→ **Goal**:
Reproduce every line of the records below verbatim, with no character changed, added, or dropped.

□ □ □

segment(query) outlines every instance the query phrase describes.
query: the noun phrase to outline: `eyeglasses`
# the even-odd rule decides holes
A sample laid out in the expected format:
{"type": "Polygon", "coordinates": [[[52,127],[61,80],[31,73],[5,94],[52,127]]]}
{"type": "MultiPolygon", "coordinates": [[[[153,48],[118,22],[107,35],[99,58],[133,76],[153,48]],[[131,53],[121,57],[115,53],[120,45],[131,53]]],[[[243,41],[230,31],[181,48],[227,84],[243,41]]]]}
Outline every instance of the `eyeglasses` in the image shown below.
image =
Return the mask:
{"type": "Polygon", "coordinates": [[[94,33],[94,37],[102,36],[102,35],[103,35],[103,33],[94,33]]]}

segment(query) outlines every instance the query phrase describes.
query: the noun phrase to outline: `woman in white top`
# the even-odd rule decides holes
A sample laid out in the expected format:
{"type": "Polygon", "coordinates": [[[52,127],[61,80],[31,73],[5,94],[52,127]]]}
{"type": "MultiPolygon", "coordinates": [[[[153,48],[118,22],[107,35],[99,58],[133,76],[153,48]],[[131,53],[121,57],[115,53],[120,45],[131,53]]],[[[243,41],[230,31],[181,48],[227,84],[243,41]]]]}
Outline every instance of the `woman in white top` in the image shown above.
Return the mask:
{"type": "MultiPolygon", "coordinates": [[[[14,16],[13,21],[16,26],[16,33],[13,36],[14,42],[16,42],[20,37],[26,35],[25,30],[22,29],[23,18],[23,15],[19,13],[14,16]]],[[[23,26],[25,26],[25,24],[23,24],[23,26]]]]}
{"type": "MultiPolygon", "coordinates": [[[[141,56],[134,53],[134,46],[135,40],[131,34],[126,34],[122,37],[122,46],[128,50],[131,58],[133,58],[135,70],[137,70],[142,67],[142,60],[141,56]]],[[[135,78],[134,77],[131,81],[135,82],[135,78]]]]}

□ □ □

→ **Final result**:
segment(query) outlines every instance the query phrase describes.
query: the noun phrase to outline: `eyeglasses`
# the even-odd rule decides holes
A sample laid out in the expected format:
{"type": "Polygon", "coordinates": [[[52,127],[61,80],[31,73],[5,94],[52,127]]]}
{"type": "MultiPolygon", "coordinates": [[[[153,48],[118,22],[107,35],[99,58],[133,76],[153,48]],[[131,53],[121,57],[115,53],[120,45],[131,53]]],[[[243,41],[230,31],[181,48],[227,84],[243,41]]]]}
Outline every instance of the `eyeglasses` in the image shown below.
image =
Return the mask:
{"type": "Polygon", "coordinates": [[[94,33],[94,37],[102,36],[102,35],[103,35],[103,33],[94,33]]]}

segment(query) outlines every instance the query phrase describes.
query: the noun phrase to outline: `woman in white top`
# the even-odd rule decides holes
A sample laid out in the expected format:
{"type": "Polygon", "coordinates": [[[52,127],[61,80],[31,73],[5,94],[52,127]]]}
{"type": "MultiPolygon", "coordinates": [[[[153,48],[118,22],[107,35],[99,58],[133,76],[153,48]],[[131,53],[121,57],[115,53],[120,45],[131,53]]],[[[243,41],[230,31],[181,48],[227,84],[243,41]]]]}
Outline every instance of the `woman in white top` in the image shown above.
Return the mask:
{"type": "MultiPolygon", "coordinates": [[[[14,16],[13,21],[16,26],[16,33],[13,36],[14,42],[16,42],[20,37],[26,35],[25,30],[22,29],[23,18],[23,15],[19,13],[14,16]]],[[[23,26],[25,26],[25,24],[23,24],[23,26]]]]}
{"type": "MultiPolygon", "coordinates": [[[[141,56],[134,53],[134,46],[135,40],[131,34],[126,34],[122,37],[122,46],[128,50],[131,58],[133,58],[135,70],[137,70],[142,67],[142,60],[141,56]]],[[[135,78],[134,77],[131,81],[135,82],[135,78]]]]}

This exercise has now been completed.